Task details
Every entry must be duplicated precisely as written.

======

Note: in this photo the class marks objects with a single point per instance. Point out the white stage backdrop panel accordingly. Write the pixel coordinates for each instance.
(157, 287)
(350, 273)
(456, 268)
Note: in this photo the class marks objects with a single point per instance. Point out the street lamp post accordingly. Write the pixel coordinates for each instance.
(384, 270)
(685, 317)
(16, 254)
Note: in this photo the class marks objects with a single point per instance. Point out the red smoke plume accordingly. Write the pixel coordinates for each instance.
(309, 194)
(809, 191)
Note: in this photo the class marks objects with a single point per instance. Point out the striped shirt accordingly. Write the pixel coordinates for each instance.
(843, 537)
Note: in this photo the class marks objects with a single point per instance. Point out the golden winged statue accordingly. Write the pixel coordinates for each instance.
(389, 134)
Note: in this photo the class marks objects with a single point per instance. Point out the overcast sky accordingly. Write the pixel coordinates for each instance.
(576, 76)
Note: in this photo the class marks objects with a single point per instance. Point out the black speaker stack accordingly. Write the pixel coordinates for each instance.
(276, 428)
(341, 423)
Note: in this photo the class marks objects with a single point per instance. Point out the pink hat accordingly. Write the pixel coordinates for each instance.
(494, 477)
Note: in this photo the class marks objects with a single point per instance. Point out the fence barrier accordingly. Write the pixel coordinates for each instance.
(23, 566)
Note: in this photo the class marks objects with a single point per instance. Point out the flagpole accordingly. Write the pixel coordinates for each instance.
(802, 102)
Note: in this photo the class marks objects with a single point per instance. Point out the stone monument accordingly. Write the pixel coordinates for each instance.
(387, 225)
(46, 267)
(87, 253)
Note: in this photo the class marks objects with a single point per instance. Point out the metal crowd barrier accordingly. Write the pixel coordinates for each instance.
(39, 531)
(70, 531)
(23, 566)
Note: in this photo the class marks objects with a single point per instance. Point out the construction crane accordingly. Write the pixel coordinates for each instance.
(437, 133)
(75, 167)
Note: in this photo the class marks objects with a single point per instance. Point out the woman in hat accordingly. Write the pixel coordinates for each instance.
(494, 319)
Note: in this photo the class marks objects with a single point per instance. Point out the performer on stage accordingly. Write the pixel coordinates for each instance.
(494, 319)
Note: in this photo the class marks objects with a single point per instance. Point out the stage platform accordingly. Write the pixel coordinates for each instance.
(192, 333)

======

Finished answer
Note: in this photo the class marks objects with a single point per instance. Point out the white stage backdrop panel accordingly. Write the pixel coordinates for each instance.
(157, 287)
(350, 273)
(456, 268)
Note: in this photo the class marks objects with a single point per instance. Point out the street lamp post accordingly. Write the pixel coordinates for each instance.
(384, 270)
(685, 317)
(16, 254)
Note: in this photo the class marks objects with a single point per instance. Point out the red smoke plume accordingly. Write the pixel coordinates for each instance.
(309, 194)
(809, 191)
Note: in this photo the class marks objects with a single point per instance. Point out the striped shirt accordingly. Write the pixel coordinates for each instance.
(843, 537)
Note: in this photo the class marks objects with a single point per instance. Point out the golden winged statue accordingly. Write the pixel coordinates for each instance.
(389, 134)
Note: in this photo the class marks objects with a single point per instance. Point out the overcast sky accordingly. Write the pixel coordinates for each instance.
(576, 76)
Note: in this photo the class marks objects with a single point per instance. Point out the black speaker stack accordingly. Write the pixel coordinates for each instance.
(276, 428)
(341, 423)
Note: in this photo the class marks objects with a single point per instance. Point out the pink hat accordingly. Write the pixel coordinates for each instance.
(494, 477)
Note: in this photo the class marks objects with a single point per instance. Point out the fence barrier accordingly. Write the pixel coordinates for each instance.
(23, 566)
Note: in this photo the class marks objects with a single point per instance. Point out the flagpole accordingly. Write the pixel coordinates for each instance.
(802, 102)
Note: in this photo the class marks objects with a single point per instance. Point out the stone monument accordingly. Write the pixel coordinates for each instance.
(387, 225)
(46, 267)
(87, 253)
Note: in this photo the class marks objects with a single point per instance. Point out the metal crowd barrier accordingly. Write the pixel coordinates for each instance.
(39, 531)
(70, 531)
(23, 566)
Note: in this photo the class marks objects with a single point per instance. Point out the construction crane accordingly. Write the pixel coordinates for each instance.
(437, 133)
(75, 167)
Note: in this photo the class marks objects with a single point per instance. Point out the woman in hat accordingly. Write the pixel coordinates for each instance.
(494, 319)
Note: in this photo the class marks objects with a single point per instance. Point out the performer on stage accordingly. Write the pixel coordinates for each instance.
(494, 319)
Note: in this photo the class marks objects with a single point per instance. Point out the stage platform accordingly. Write the pixel coordinates for each instance.
(192, 333)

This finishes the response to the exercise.